Below are the records to transcribe exactly; do not include any images.

----- PROVIDED DATA -----

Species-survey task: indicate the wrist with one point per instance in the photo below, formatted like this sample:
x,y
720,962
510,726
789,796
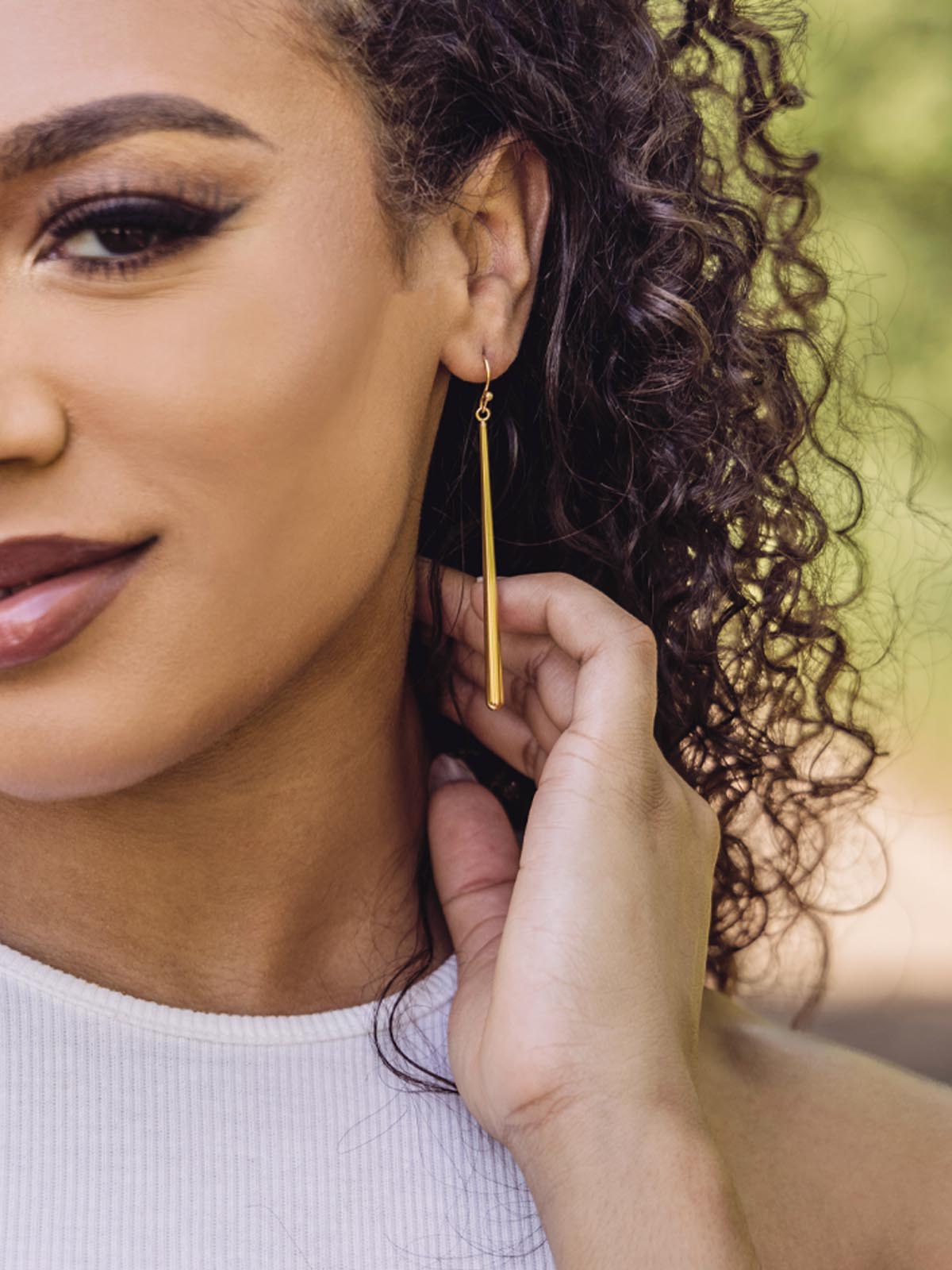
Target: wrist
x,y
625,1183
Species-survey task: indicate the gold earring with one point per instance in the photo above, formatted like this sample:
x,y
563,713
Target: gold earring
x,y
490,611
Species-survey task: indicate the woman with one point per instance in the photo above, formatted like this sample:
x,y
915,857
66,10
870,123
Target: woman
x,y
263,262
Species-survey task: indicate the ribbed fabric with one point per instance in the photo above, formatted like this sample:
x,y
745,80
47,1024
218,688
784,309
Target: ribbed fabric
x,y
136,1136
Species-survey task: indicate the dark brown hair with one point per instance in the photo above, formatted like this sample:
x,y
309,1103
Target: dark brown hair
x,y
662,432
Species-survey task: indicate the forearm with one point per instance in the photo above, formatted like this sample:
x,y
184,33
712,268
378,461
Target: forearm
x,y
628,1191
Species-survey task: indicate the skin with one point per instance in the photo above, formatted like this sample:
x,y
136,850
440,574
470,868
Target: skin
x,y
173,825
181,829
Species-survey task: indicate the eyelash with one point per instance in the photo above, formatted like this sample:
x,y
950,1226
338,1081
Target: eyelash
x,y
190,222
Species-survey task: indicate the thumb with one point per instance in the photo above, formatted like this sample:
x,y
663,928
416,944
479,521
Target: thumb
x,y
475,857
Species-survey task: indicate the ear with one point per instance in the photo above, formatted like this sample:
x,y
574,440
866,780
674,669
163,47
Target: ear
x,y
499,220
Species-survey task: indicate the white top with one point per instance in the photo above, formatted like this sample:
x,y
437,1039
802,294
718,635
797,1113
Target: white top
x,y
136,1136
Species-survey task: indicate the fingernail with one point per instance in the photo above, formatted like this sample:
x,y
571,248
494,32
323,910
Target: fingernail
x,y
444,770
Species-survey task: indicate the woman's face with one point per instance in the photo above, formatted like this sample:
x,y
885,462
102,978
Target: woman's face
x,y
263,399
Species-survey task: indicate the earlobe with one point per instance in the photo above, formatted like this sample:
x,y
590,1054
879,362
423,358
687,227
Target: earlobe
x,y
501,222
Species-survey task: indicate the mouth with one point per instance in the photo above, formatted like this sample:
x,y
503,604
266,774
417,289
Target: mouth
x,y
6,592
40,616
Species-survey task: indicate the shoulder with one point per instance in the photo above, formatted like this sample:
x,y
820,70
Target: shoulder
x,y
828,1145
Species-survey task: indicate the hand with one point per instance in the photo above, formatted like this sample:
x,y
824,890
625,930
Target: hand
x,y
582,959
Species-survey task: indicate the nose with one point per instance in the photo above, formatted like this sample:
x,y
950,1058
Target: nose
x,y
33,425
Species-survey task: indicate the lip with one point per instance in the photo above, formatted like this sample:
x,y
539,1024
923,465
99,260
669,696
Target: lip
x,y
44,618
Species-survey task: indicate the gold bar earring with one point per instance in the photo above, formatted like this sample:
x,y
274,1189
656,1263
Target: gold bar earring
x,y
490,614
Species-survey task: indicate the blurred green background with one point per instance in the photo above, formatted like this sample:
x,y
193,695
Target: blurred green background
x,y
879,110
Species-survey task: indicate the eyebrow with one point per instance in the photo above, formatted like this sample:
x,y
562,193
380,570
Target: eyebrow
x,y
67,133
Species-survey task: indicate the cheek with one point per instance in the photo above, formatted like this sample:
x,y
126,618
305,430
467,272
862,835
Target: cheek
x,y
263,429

-----

- EXERCISE RESPONSE
Species-survey task: indicate the wrist with one point per instance in the photo below, formatted like this sample:
x,y
720,962
510,726
789,796
Target: wrist
x,y
625,1183
Species-survey task: indicate the gold earring with one point per instance in the photo above, formatted like this sample:
x,y
563,713
Target: gold earring
x,y
490,611
Species-survey task: indicate the woman with one point per instance in the photo above, formatted like this sample:
x,y
915,857
66,10
870,123
Target: woman
x,y
263,262
Species-survey task: indicate the ribbed fabric with one point per instance in the photo above, formatted like this sample:
x,y
745,80
47,1024
218,688
784,309
Target: ribbed fabric
x,y
136,1136
Species-survey task: indicate the dark brown hair with one point per instance in the photo above, formatted like this sample:
x,y
309,1103
Target: dark brown hair
x,y
662,432
Species-survey task: indicate the forearm with one point per instance in the photo above, formatted like this sample:
x,y
184,33
712,268
378,461
Target: forearm
x,y
628,1191
Species-survey task: indicate the skin with one point per instance in the photo above, formatted like this sample:
x,y
136,850
440,574
470,868
Target: skin
x,y
173,825
181,829
Species-survey task: indicate the eyelash with one point per instance in the photo above, formatted like this sample:
x,y
950,1226
338,1081
Target: eyelash
x,y
190,222
Species-survey task: indicate the thumb with one point per instance in the photo above, formatted like this sample:
x,y
663,928
416,944
479,521
Target: thumb
x,y
475,857
Species-survey task: indicate the ear with one point per instance in the photo above, formatted like this sample:
x,y
574,440
866,780
674,669
163,47
Target: ear
x,y
499,220
Species-survey task: indicate the white top with one point per instance in the photo above, formatted like this sample:
x,y
437,1039
802,294
718,635
797,1113
Target: white top
x,y
136,1136
Species-survey task: indicate the fingernail with one point per instance in the photo above, formatted like this sample:
x,y
571,248
494,32
323,910
Target: fingernail
x,y
444,770
Species-survey task: indicate the woman's face with one point per instance in the photo above, formatted like this sample:
x,y
885,462
102,978
Target: woman's face
x,y
263,399
Species-survey task: indicate the earlobe with one point per instance in the photo above, formatted like this sample:
x,y
590,1054
879,362
423,358
687,227
Target: earlobe
x,y
501,222
Species-survey task: indicate the mouth with one point per instance in the photo above, formatted like this sample:
x,y
503,604
266,774
417,289
Target: mouth
x,y
6,592
40,616
Species-survey task: indicate the shoulder with one point per instance in the photo above, formatted like this sample:
x,y
820,70
Target: shoulder
x,y
828,1145
Species-survey task: indicate the hand with one point per instance in the photo above, formatted like this sample:
x,y
824,890
625,930
Target: hand
x,y
582,959
Species-survey task: indicate the nose with one point per instance in the photo above, formatted like this sample:
x,y
950,1058
Target: nose
x,y
33,425
Species-survey task: indicate the lip with one point per instance in the photo above, formatted like this sample:
x,y
539,1024
923,465
99,260
669,696
Target: lip
x,y
44,618
Species-survey task: indicate the gold bar earring with one point per instance in the photo above, formatted like this sample:
x,y
274,1189
656,1263
Target: gold bar earring
x,y
490,614
Species-survey task: indicate the blurred green background with one point per instance in the photo above, formatted like this sample:
x,y
193,695
Target: blurred green background
x,y
879,110
Species-survey task: indicate the eyebrow with one point per instance in the photo above, formatted like this sample:
x,y
562,193
380,570
Target: eyebrow
x,y
67,133
Species-survey task: indicate the cheek with one point per instance in the photo above, formatted like this sample:
x,y
126,618
305,430
467,272
862,835
Target: cheek
x,y
263,429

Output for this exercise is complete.